■ Written tasks:
a: From the biography of Giles Gilbert Scott, list the secular designs credited to him as bringing him additional recognition.
b: Carry on the biography of Giles Gilbert Scott, starting after its final sentence.
[Begin Document passage]
Giles Gilbert Scott (1880-1960)

Title

Giles Gilbert Scott (1880-1960)

Description

Sir Giles Gilbert Scott was the third generation of his family to enter the architectural profession: his grandfather, Sir George Gilbert Scott, designed the controversial, High Gothic Albert Memorial, while his father George Gilbert Scott Jr. was famous for a series of churches in London and Yorkshire that bridged Victorian gothic and the arts and crafts movement. Despite his early promising career, Scott Jr. was eventually to succumb to alcoholism and was committed to a mental asylum, leaving Giles Gilbert Scott and his siblings in the care of his mother.[1] From these two men, Scott absorbed a deep appreciation for the Gothic style, and its relationship to modern building design. Rather than attending an architectural school, he studied under Victorian church builder, Temple Moore, one of his father’s former students, and with Moore’s encouragement entered into a competition to design a new Anglican cathedral in Liverpool. Scott won the competition for the Liverpool Cathedral in 1903, despite being both twenty-two and a Roman Catholic.[2]

Considered “Britain’s most prestigious architectural competition for the ‘design of a 20th century cathedral,’” the commission to build the cathedral ensured Scott a stable, successful career as an architect, though the project itself proved to be rife with difficulties.[3] The ultimate design of Liverpool Cathedral was heralded as a triumphant success in the Neo-Gothic style, and his choice to maintain the Gothic style while utilizing design and construction techniques of the 20th century demonstrated his reverence for the past as well as an ability to meld the past with the present.[4] Scott would later gain additional recognition for his secular design work, including Waterloo Bridge, the Guinness Brewery at Park Royal, and the No. 6 “Jubilee” telephone kiosk, modeled after the tomb of another famous British architect, Sir John Soane.[5] Soane’s architecture, especially his ecclesiastical work on Liverpool Cathedral, reveals an appreciation of ornament, modern design elements and construction techniques, and a utilization of monumental scale in order to endow structures with significance – all elements that feature in the designs of both Bankside and Battersea power stations.
[End Document passage]
[Begin Provided material]
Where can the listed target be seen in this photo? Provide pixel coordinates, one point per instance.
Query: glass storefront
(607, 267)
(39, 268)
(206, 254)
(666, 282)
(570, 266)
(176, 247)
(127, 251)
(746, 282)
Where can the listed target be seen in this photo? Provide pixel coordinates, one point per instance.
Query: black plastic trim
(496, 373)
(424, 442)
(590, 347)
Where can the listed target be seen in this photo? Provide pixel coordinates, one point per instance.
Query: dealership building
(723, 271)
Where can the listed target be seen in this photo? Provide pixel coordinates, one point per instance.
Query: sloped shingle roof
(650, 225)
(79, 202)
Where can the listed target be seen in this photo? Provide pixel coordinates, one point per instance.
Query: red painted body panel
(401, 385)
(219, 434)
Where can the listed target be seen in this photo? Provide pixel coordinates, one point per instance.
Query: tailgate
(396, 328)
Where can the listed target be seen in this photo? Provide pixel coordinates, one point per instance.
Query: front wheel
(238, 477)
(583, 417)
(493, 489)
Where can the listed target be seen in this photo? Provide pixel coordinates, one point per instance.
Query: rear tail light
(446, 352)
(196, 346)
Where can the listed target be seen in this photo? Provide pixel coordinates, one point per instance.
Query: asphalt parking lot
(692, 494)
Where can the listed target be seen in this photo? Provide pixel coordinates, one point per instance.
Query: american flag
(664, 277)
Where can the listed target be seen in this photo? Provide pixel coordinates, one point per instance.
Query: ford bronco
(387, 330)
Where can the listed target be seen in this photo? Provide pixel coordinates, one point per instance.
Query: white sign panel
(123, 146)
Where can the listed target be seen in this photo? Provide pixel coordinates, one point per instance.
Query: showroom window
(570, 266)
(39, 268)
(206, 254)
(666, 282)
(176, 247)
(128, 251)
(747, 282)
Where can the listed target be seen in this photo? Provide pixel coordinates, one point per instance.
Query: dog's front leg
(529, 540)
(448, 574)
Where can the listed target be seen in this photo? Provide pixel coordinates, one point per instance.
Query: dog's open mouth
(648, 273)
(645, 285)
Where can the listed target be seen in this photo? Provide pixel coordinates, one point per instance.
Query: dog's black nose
[End Provided material]
■ Answers to each task:
a:
- Waterloo Bridge
- The Guinness Brewery at Park Royal
- The No. 6 "Jubilee" telephone kiosk

b:
[1] "Giles Gilbert Scott / - Design/Designer Information." Design Museum London. July 7, 2013. http://designmuseum.org/design/giles-gilbert-scott.

[2] Gavin Stamp, "Heroes & Villains.”

[3] "Giles Gilbert Scott / - Design/Designer Information."

[4] Cathedrals: With Seventy-Four Illustrations by Photographic Reproduction and Seventy-Four Drawings (London: Great Western Railway, 1926), 110.

[5] Gavin Stamp, “Scott, Sir Giles Gilbert (1880–1960).” Oxford Dictionary of National Biography, Oxford University Press, 2004

Source

National Portrait Gallery, United Kingdom (online resources)

Identifier

photograph

Files

npg scott.jpg

Citation

“Giles Gilbert Scott (1880-1960),” Power Stations of London, accessed May 8, 2024, https://powerstations.omeka.net/items/show/1.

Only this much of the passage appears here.